### WRITTEN INSTRUCTION
Reproduce all of the records below, swapping each "snug" for "tight" and leaving everything else as it is.

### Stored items
---

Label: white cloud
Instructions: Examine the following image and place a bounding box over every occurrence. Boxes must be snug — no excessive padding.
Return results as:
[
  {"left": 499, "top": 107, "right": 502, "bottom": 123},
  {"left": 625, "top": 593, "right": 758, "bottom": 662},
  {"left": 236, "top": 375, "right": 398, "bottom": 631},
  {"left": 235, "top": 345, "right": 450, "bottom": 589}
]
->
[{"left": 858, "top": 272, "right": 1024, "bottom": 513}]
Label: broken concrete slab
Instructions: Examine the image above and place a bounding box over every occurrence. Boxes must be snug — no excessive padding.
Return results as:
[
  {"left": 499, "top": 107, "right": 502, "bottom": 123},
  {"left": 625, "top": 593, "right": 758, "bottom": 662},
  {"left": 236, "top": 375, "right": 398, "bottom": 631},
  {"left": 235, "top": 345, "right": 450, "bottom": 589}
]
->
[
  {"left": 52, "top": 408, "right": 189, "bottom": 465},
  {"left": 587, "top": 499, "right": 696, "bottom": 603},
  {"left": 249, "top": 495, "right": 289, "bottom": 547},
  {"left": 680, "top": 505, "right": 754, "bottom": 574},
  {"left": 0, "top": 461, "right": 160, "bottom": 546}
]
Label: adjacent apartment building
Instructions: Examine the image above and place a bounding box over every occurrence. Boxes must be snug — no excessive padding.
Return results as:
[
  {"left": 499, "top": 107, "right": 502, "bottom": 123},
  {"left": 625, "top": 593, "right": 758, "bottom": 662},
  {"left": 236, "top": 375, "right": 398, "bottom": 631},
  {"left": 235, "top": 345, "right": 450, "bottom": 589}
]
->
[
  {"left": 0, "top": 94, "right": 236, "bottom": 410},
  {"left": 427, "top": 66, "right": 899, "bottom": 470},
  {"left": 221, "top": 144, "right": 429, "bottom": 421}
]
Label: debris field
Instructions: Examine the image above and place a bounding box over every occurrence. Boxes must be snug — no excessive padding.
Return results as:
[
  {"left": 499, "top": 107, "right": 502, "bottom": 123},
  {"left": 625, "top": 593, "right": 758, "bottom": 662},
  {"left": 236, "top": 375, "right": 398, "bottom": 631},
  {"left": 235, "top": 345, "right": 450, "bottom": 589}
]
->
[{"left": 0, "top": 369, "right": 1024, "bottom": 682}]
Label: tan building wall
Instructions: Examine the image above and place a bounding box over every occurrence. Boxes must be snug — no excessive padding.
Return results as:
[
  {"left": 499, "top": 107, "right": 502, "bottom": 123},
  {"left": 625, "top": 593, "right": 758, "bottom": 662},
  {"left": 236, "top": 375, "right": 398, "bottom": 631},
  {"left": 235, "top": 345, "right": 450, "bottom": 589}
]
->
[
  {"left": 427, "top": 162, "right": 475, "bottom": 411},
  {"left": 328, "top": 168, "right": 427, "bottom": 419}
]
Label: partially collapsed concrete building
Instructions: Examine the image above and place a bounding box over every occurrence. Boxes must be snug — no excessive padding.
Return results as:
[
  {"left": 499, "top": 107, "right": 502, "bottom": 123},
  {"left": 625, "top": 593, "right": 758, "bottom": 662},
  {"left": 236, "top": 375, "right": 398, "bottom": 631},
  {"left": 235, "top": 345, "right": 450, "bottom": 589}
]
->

---

### RESPONSE BELOW
Label: white cloud
Instructions: Examine the following image and place a bounding box over every occurrence. Boxes must be tight — no excessive padding.
Return results as:
[
  {"left": 499, "top": 107, "right": 502, "bottom": 123},
  {"left": 625, "top": 593, "right": 758, "bottom": 662},
  {"left": 236, "top": 375, "right": 398, "bottom": 631},
  {"left": 235, "top": 345, "right": 450, "bottom": 589}
]
->
[{"left": 858, "top": 272, "right": 1024, "bottom": 513}]
Label: broken concrete slab
Instructions: Examine the image above and place a bounding box over every occurrence. Boxes must be tight — no excessive padding.
Return results as:
[
  {"left": 499, "top": 107, "right": 502, "bottom": 123},
  {"left": 625, "top": 593, "right": 758, "bottom": 662},
  {"left": 236, "top": 375, "right": 398, "bottom": 631},
  {"left": 235, "top": 345, "right": 450, "bottom": 589}
]
->
[
  {"left": 52, "top": 408, "right": 189, "bottom": 465},
  {"left": 587, "top": 499, "right": 696, "bottom": 603},
  {"left": 249, "top": 495, "right": 289, "bottom": 547},
  {"left": 680, "top": 505, "right": 754, "bottom": 574},
  {"left": 0, "top": 461, "right": 160, "bottom": 546}
]
Label: adjacent apartment building
Instructions: Examine the image above and place a bounding box over every occurrence. Boxes must be tight — no excessive padding.
Return results as:
[
  {"left": 499, "top": 107, "right": 502, "bottom": 123},
  {"left": 625, "top": 593, "right": 758, "bottom": 662},
  {"left": 236, "top": 375, "right": 398, "bottom": 631},
  {"left": 235, "top": 345, "right": 450, "bottom": 589}
]
->
[
  {"left": 0, "top": 94, "right": 236, "bottom": 410},
  {"left": 427, "top": 66, "right": 899, "bottom": 470},
  {"left": 221, "top": 144, "right": 429, "bottom": 421}
]
Label: debris field
Instructions: Examine the image above and place a bounding box over every occurrence. Boxes must be tight — no excessive padding.
Return results as:
[
  {"left": 499, "top": 107, "right": 502, "bottom": 123},
  {"left": 625, "top": 593, "right": 758, "bottom": 662},
  {"left": 236, "top": 375, "right": 398, "bottom": 631},
  {"left": 235, "top": 345, "right": 450, "bottom": 589}
]
->
[{"left": 0, "top": 369, "right": 1024, "bottom": 682}]
Label: tan building wall
Instructions: Examine the image above and place a bounding box over every occurrence. Boxes must be tight — no excessive padding.
Return results as:
[
  {"left": 499, "top": 107, "right": 502, "bottom": 123},
  {"left": 625, "top": 593, "right": 758, "bottom": 662},
  {"left": 236, "top": 375, "right": 398, "bottom": 631},
  {"left": 235, "top": 345, "right": 450, "bottom": 589}
]
->
[
  {"left": 427, "top": 162, "right": 475, "bottom": 411},
  {"left": 328, "top": 168, "right": 427, "bottom": 419}
]
Label: partially collapsed concrete building
Instructions: Examine the image above and place a bounding box over every occurrence. Boxes must be tight — no excessive padding.
Return results as:
[
  {"left": 499, "top": 107, "right": 502, "bottom": 123},
  {"left": 625, "top": 593, "right": 758, "bottom": 662},
  {"left": 236, "top": 375, "right": 398, "bottom": 631},
  {"left": 235, "top": 345, "right": 450, "bottom": 589}
]
->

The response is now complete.